= TASK OBJECTIVE =
Omit the pictures and output every entry below exactly as written.

= DATA SHOWN =
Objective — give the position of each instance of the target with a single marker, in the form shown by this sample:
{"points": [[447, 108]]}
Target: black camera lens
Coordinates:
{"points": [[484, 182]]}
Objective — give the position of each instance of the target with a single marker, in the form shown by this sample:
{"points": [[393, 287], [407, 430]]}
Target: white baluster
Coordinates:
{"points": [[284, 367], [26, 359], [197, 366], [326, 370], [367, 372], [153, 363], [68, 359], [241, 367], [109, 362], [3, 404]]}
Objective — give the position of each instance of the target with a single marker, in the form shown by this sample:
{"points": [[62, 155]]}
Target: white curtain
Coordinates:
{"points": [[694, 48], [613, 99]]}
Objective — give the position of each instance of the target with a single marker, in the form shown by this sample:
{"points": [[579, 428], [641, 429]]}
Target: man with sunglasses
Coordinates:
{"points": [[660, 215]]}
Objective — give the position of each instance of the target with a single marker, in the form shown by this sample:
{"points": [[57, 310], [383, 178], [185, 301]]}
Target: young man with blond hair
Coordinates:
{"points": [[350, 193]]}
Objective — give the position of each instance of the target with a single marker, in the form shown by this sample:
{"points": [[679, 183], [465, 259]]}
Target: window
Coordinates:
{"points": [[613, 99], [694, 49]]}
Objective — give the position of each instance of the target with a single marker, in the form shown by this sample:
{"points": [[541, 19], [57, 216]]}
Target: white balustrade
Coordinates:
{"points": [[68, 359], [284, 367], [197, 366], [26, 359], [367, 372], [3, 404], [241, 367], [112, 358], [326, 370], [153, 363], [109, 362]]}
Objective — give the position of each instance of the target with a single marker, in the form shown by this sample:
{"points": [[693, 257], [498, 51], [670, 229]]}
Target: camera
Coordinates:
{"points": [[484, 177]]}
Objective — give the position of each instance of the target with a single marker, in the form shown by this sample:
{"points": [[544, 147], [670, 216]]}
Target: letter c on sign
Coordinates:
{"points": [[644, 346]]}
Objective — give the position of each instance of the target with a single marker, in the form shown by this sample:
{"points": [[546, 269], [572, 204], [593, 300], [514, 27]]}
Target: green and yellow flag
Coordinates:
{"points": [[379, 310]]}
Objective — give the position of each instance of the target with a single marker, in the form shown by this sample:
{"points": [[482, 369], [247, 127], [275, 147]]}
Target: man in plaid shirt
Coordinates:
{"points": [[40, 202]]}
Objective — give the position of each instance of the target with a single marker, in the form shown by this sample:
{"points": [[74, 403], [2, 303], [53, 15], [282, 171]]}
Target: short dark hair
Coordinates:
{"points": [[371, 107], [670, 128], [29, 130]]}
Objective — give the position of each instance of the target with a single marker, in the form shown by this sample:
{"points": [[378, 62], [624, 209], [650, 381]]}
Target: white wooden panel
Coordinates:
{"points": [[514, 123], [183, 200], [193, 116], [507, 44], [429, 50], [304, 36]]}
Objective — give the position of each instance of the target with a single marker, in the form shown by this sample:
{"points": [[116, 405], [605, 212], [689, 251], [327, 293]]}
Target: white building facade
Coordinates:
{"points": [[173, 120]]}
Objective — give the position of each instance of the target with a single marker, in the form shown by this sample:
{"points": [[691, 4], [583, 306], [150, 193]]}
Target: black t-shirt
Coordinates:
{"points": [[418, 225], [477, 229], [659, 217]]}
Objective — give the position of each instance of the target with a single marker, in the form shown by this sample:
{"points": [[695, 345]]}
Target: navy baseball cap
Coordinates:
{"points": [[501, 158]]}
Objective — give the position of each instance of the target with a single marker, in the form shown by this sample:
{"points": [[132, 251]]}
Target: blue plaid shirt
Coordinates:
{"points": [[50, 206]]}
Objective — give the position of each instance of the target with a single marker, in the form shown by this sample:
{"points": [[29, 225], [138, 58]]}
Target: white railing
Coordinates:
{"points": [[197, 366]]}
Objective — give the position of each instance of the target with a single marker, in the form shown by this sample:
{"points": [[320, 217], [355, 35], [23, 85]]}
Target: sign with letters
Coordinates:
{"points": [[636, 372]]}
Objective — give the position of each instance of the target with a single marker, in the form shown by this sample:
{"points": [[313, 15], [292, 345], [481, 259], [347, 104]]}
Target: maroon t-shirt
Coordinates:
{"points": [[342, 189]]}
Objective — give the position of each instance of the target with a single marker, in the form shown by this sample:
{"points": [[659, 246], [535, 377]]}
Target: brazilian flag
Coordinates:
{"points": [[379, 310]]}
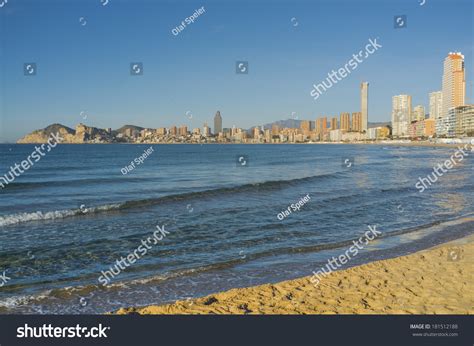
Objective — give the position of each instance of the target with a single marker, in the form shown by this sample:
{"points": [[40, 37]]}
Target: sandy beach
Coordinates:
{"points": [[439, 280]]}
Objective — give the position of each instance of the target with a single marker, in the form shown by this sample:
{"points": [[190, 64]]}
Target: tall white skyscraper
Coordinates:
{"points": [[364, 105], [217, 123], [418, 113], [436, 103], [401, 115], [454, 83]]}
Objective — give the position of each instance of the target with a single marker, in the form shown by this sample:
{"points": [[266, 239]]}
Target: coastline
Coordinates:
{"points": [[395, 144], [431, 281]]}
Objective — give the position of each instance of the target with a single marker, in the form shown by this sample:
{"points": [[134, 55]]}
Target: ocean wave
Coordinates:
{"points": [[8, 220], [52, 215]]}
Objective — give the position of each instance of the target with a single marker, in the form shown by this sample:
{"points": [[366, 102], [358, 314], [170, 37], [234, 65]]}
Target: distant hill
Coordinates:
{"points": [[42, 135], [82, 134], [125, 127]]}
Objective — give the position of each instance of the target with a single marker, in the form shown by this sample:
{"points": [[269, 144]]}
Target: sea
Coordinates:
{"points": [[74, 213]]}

= COMPLETED EXERCISE =
Objective — give the position of each instance of the target with a single marker, in the form shown by this sample:
{"points": [[447, 108]]}
Target: black camera lens
Coordinates:
{"points": [[484, 182]]}
Objective — give the position of each instance of the target with a single marker, in the form shown by this sample:
{"points": [[393, 287], [407, 430]]}
Target: white baluster
Coordinates:
{"points": [[284, 367], [26, 359], [197, 366], [326, 370], [367, 372], [153, 363], [68, 359], [241, 367], [109, 362], [3, 404]]}
Objective — give the position of each instance of the target with a single marker, in the form shown by this sample:
{"points": [[62, 155]]}
Target: white curtain
Coordinates:
{"points": [[694, 48], [613, 99]]}
Objective — give the position of each instance of the target with a single marker, in the form shown by this sample:
{"points": [[579, 428], [641, 429]]}
Target: man with sunglasses
Coordinates:
{"points": [[660, 215]]}
Objective — give the position of each instance of the target with a single marker, in the form shown by this sample:
{"points": [[57, 310], [383, 178], [185, 301]]}
Target: young man with blond hair
Coordinates:
{"points": [[350, 193]]}
Objective — give the position of each instance of the target with a single marker, in the form shown by this sample:
{"points": [[679, 183], [465, 259]]}
Target: window
Coordinates:
{"points": [[613, 99], [694, 49]]}
Objective — give the position of each instance of the target with a single marker, in the form shown by this sample:
{"points": [[541, 19], [57, 216]]}
Target: white balustrade
Coordinates:
{"points": [[68, 359], [284, 367], [197, 366], [26, 359], [367, 372], [3, 404], [241, 367], [112, 358], [326, 370], [153, 363], [109, 362]]}
Objective — give the position of each instance of the target with a single marker, in the form shown by this sample:
{"points": [[693, 257], [498, 51], [670, 229]]}
Target: camera
Coordinates:
{"points": [[484, 177]]}
Objective — give the position of each instance of the target with a single marker, in the form shown by this sample:
{"points": [[544, 147], [670, 216]]}
Target: letter c on sign
Coordinates:
{"points": [[644, 346]]}
Objective — give the position of each instance of the target with a single marker, in the form shown by this sample:
{"points": [[546, 269], [572, 204], [593, 300], [514, 27]]}
Target: green and yellow flag
Coordinates:
{"points": [[379, 310]]}
Objective — give the position of each instance of the target with a single marker, in the form shown by this sample:
{"points": [[482, 369], [247, 127], [275, 147]]}
Target: man in plaid shirt
Coordinates:
{"points": [[40, 202]]}
Objective — give the position of each instance of the target with a single marker, in the form shown by this sample:
{"points": [[74, 403], [2, 303], [53, 15], [282, 171]]}
Target: short dark hair
Coordinates:
{"points": [[371, 107], [670, 128], [29, 130]]}
Objective — give the position of each instance of the target with a single marker, in the form shown by this sample:
{"points": [[378, 62], [624, 209], [650, 381]]}
Target: white wooden panel
Coordinates:
{"points": [[514, 123], [183, 200], [193, 116], [507, 44], [429, 50], [304, 36]]}
Objective — give the position of each instance of the target with a single marker, in the form shown by this sample:
{"points": [[116, 405], [605, 212], [689, 251], [327, 293]]}
Target: white building facade
Coordinates:
{"points": [[173, 120]]}
Objective — give the position of each instance of the target with a single marker, in the form shown by this sample:
{"points": [[691, 4], [583, 306], [150, 193]]}
Target: black t-shirt
Coordinates:
{"points": [[418, 225], [477, 229], [659, 217]]}
Objective — give the position of each instance of the target with a single marker, in the form shown by this sample:
{"points": [[695, 345]]}
Target: navy baseball cap
Coordinates:
{"points": [[501, 158]]}
Objective — give the position of each instance of the target with a single marker, in the form shown by this sample:
{"points": [[132, 251]]}
Target: blue plaid shirt
Coordinates:
{"points": [[50, 206]]}
Objective — give the position of each instance of the target with a single marker, in the form shown by this sample:
{"points": [[29, 225], [138, 58]]}
Target: white railing
Coordinates:
{"points": [[197, 366]]}
Objective — give the position of each instance of the target with a single marker, in the form shown by this sample:
{"points": [[320, 217], [355, 35], [23, 85]]}
Target: sign with letters
Coordinates:
{"points": [[636, 372]]}
Objective — give the position of each instance of the target with a single marker, in the form shown by this sample:
{"points": [[313, 15], [292, 345], [481, 259], [347, 104]]}
Target: maroon t-shirt
Coordinates:
{"points": [[342, 189]]}
Objective — give the position of each instance of the target with a single marker, in the form shown by this sample:
{"points": [[659, 246], [535, 377]]}
Target: brazilian flag
Coordinates:
{"points": [[379, 310]]}
Objective — give the position of each instance of the target with a single marker, in the form shown by this sample:
{"points": [[40, 37]]}
Target: sandy beach
Coordinates:
{"points": [[439, 280]]}
Objective — give the position of each instance of the target with a single marker, in the form shown by this sample:
{"points": [[190, 64]]}
Target: tall white skyscraper
Coordinates:
{"points": [[364, 105], [217, 123], [418, 113], [436, 103], [401, 115], [454, 83]]}
Objective — give the position of each instance of the target with a single marker, in the form shown by this sample:
{"points": [[266, 239]]}
Target: coastline
Coordinates:
{"points": [[395, 144], [431, 281]]}
Objective — give the position of each instance of the target with a single marker, in the form shown by this sample:
{"points": [[134, 55]]}
Target: ocean wave
Coordinates:
{"points": [[8, 220], [52, 215]]}
Objective — give the position of each instance of the target with a single marker, in the form shown by this sample:
{"points": [[366, 102], [358, 314], [170, 37], [234, 65]]}
Target: distant hill
Coordinates:
{"points": [[42, 135], [82, 134], [125, 127]]}
Objective — give the position of each instance of the target with a single marker, in the form shown by this sample:
{"points": [[269, 144]]}
Target: sea
Coordinates:
{"points": [[74, 213]]}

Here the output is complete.